### DOCUMENT EXTRACT

Straight pride is a slogan that arose in the 1980s and early 1990s that has primarily been used by social conservatives as a political stance and strategy. The term is described as a response to gay pride adopted by various groups (later united under the moniker LGBT) in the early 1970s, or to the accommodations provided to gay pride initiative.

Straight pride backlash incidents have generated controversy and media attention. School policies and court decisions regarding freedom of expression have drawn particular attention, spotlighting individuals protesting school expressions against harassment of LGBTQ adolescents.

Background

Stonewall riots spark gay pride 

LGBTQ history traces back to ancient civilizations, but the term gay pride is usually associated with the modern LGBTQ rights movement that was sparked by the 1969 Stonewall riots in New York City. Newspaper coverage of the events was minor, since, in the 1960s, huge marches and mass rioting had become commonplace and the Stonewall riots were relatively small. It was the commemorative march one year later that drew 5,000 marchers up New York City's Sixth Avenue, that got nationwide publicity and led to modern-day LGBTQ pride marches. A new period of liberalism in the late 1960s began a new era of more social acceptance for homosexuality which lasted until the late 1970s. In the 1970s, the popularity of disco music and its culture in many ways made society more accepting of gays and lesbians.

######

SET EXERCISE 1: Please pull out every line of the collection entries below without changing any wording, and leave out any pictures.
The entries that come next are unrelated to the straight pride text.

### MATERIALS PROVIDED

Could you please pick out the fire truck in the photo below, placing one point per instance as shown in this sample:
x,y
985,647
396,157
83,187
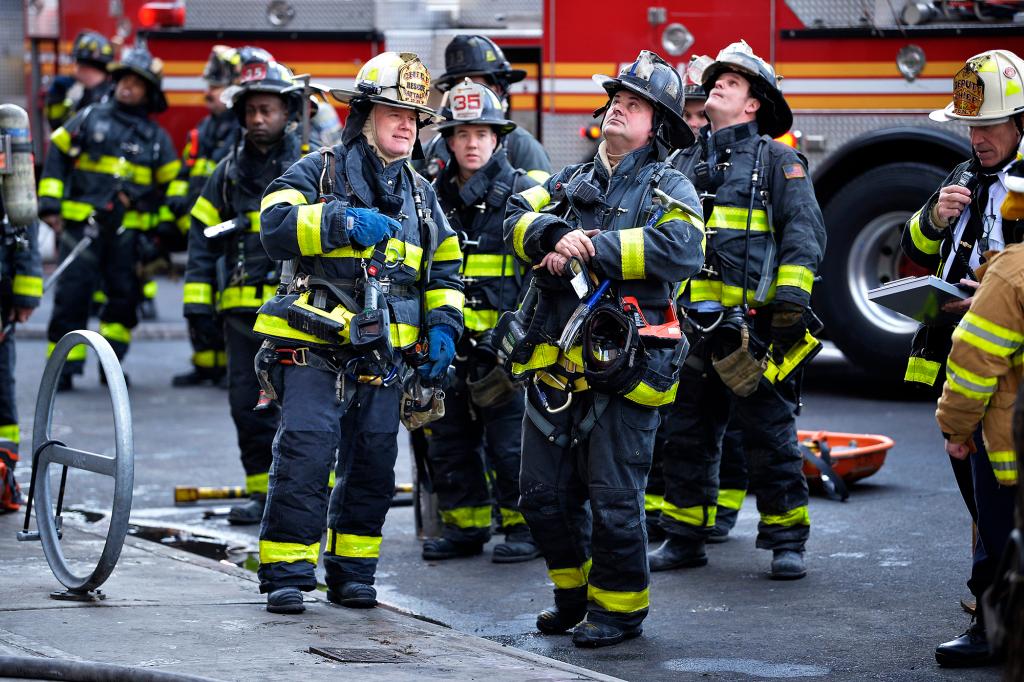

######

SET EXERCISE 2: Extend the straight pride text beyond its last sentence.

EXERCISE RESULT 1:
Could you please pick out the fire truck in the photo below, placing one point per instance as shown in this sample:
x,y
985,647
396,157
83,187

EXERCISE RESULT 2:
Late in 1979, a new religious revival among conservative Catholics and evangelical Protestants ushered in the conservatism politically aligned with the Christian right that would reign in the United States during the 1980s, becoming another obstacle for the progress of the LGBTQ rights movement. During the HIV/AIDS epidemic of the 1980s, LGBTQ communities were further stigmatized as they became the focus of mass hysteria, suffered isolation and marginalization, and were targeted with extreme acts of violence.

Straight pride as an appeal to ridicule 

The concept of LGBTQ pride originates as a movement which seeks to challenge the negative images of LGBTQ people by being openly identified with a culturally stigmatized group; as such, it creates a discomfort.

In this context, the terms straight pride and heterosexual pride have been used as an argument criticizing gay pride as unnecessary, stating by contrast with heterosexuality that heterosexuals "don't talk about straight pride", don't have "straight pride rallies", and would be seen as ridiculous if they were to "band together and have a heterosexual pride [...] parade".

This appeal to ridicule argument expresses the idea that showing pride for LGBTQ orientations is equally absurd. Analysts of LGBTQ rights state as a counter-argument that mainstream culture offers many approved social venues (weddings, baptism, family reunions and so on) for heterosexuals to express and celebrate their sexual orientation in public, while LGBTQ individuals feel more isolated and pride parades offer them support and an opportunity for socializing.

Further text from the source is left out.